START INFORMATION SUPPLIED
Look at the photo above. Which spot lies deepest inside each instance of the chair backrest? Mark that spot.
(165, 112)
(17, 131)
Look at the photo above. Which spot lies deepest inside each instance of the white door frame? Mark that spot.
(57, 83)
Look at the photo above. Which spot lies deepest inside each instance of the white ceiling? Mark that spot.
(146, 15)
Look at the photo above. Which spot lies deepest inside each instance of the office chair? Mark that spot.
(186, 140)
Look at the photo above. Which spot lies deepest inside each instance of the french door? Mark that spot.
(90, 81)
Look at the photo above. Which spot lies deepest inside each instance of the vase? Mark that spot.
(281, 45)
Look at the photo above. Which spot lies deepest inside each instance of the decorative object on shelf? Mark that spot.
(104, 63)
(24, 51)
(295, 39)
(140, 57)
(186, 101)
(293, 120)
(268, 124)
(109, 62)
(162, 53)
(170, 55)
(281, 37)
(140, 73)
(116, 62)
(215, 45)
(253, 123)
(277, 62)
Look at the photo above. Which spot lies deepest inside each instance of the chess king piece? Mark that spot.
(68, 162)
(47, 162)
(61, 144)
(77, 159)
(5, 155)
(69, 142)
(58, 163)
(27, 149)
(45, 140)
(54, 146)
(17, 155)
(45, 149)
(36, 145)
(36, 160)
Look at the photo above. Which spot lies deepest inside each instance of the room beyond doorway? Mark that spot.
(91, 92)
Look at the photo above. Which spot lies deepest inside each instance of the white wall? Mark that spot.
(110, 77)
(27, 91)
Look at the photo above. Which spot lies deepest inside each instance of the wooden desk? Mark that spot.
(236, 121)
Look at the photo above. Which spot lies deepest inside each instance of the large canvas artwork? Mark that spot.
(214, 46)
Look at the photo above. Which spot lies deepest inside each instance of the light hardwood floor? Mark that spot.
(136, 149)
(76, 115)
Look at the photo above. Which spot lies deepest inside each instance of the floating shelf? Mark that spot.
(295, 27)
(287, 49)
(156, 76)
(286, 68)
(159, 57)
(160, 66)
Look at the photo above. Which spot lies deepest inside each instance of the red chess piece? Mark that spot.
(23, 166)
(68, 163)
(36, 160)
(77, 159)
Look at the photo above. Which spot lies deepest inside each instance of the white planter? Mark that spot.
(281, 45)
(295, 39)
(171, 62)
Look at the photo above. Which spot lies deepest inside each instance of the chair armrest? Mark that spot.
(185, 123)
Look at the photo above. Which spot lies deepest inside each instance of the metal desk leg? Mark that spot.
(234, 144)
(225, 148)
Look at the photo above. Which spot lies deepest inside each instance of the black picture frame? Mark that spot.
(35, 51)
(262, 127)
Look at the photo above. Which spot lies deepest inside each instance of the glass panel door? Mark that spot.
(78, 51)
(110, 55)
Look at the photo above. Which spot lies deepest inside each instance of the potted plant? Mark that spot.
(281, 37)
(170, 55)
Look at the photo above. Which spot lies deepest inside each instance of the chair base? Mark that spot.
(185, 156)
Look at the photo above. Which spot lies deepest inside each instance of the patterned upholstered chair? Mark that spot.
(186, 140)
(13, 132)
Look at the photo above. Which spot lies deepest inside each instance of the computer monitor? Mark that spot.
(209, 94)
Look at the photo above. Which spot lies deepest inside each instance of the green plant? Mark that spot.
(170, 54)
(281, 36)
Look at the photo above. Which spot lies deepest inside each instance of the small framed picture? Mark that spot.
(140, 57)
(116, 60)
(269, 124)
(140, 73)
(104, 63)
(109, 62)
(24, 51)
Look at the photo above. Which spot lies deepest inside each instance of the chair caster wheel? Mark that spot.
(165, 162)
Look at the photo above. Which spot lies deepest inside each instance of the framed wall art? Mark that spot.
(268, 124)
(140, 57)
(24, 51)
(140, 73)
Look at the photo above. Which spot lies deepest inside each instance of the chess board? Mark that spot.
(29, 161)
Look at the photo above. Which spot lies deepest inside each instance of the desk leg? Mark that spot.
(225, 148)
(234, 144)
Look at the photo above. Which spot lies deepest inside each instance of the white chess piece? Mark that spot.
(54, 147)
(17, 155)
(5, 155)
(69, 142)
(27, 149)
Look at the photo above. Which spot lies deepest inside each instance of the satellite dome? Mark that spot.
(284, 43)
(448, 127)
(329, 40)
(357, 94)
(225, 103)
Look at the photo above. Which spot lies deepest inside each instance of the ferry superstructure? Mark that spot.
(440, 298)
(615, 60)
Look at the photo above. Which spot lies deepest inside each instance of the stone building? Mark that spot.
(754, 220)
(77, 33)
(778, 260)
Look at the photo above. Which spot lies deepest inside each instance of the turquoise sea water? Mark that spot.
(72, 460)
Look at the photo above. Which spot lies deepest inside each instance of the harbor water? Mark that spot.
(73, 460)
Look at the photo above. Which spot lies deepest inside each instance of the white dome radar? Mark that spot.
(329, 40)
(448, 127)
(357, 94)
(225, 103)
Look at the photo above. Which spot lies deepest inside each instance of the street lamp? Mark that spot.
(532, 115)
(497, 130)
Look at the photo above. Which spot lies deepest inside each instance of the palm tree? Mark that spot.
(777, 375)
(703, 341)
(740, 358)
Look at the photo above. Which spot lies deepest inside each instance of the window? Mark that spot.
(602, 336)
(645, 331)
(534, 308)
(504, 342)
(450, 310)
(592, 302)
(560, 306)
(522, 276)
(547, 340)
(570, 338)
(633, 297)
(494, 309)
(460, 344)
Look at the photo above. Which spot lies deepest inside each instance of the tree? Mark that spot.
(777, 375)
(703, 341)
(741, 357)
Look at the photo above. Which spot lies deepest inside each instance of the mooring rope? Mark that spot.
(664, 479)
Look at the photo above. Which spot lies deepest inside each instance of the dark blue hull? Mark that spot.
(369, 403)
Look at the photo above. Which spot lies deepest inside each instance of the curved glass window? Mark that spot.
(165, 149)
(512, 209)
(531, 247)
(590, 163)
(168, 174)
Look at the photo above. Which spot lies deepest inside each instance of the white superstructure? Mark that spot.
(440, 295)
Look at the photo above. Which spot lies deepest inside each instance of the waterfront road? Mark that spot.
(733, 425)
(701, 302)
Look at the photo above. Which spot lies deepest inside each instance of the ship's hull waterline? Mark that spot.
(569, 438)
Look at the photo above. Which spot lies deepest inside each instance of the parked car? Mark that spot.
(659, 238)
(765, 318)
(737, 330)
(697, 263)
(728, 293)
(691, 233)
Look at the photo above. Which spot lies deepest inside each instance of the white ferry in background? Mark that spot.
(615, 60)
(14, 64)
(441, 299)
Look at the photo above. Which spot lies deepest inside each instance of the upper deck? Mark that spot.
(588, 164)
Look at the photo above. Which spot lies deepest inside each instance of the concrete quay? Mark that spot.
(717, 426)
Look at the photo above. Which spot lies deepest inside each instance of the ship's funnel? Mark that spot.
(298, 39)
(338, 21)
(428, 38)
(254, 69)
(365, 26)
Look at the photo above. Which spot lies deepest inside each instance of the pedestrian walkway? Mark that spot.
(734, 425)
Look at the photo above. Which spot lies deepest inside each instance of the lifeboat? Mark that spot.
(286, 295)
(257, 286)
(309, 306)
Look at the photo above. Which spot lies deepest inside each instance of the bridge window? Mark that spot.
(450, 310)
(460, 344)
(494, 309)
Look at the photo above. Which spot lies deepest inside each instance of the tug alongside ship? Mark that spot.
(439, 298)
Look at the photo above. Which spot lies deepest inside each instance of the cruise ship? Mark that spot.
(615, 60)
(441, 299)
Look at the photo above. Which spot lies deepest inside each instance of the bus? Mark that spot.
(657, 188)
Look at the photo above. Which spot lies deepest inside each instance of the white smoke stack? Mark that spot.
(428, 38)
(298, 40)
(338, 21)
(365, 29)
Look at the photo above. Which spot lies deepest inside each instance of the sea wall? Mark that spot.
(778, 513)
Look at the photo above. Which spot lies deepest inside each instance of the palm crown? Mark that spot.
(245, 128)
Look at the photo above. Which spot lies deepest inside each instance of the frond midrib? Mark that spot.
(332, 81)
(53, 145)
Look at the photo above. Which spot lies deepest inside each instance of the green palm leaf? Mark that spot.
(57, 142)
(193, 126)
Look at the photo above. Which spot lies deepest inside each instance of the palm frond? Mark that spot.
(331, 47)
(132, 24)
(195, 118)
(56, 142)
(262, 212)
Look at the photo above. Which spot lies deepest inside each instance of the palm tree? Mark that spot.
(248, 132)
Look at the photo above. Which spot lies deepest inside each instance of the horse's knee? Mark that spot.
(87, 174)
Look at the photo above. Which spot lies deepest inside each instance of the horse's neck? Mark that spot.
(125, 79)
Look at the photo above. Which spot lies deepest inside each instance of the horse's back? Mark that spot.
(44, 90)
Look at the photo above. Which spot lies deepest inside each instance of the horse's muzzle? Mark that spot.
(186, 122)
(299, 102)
END INFORMATION SUPPLIED
Quote only the lines from the one containing "leaf? Mark that spot." through the final line of the records, with both ends included.

[RESULT OF THIS TASK]
Look at the photo above. Which spot lies deepest inside each instance of the green palm leaf? Mark that spot.
(57, 142)
(193, 126)
Look at the photo above. Which spot lies deepest inside each instance of the palm frond? Mark that spot.
(331, 47)
(132, 24)
(195, 118)
(56, 142)
(262, 212)
Look at the photo above. Which spot lies deepest inside each instance of the palm tree? Mark that spot.
(248, 132)
Look at the photo above. Which spot lies deepest inside each instance of the horse's knee? Mark that spot.
(87, 174)
Look at the photo above. Which spot lies deepest inside each instance of the horse's neck? Mark that spot.
(125, 79)
Look at the photo above. Which spot lies deepest inside each instance of the horse's back? Mark that spot.
(44, 90)
Look at the photo above. Which spot lies deepest inside each instance of the horse's muzzle? Mark that spot.
(186, 122)
(299, 102)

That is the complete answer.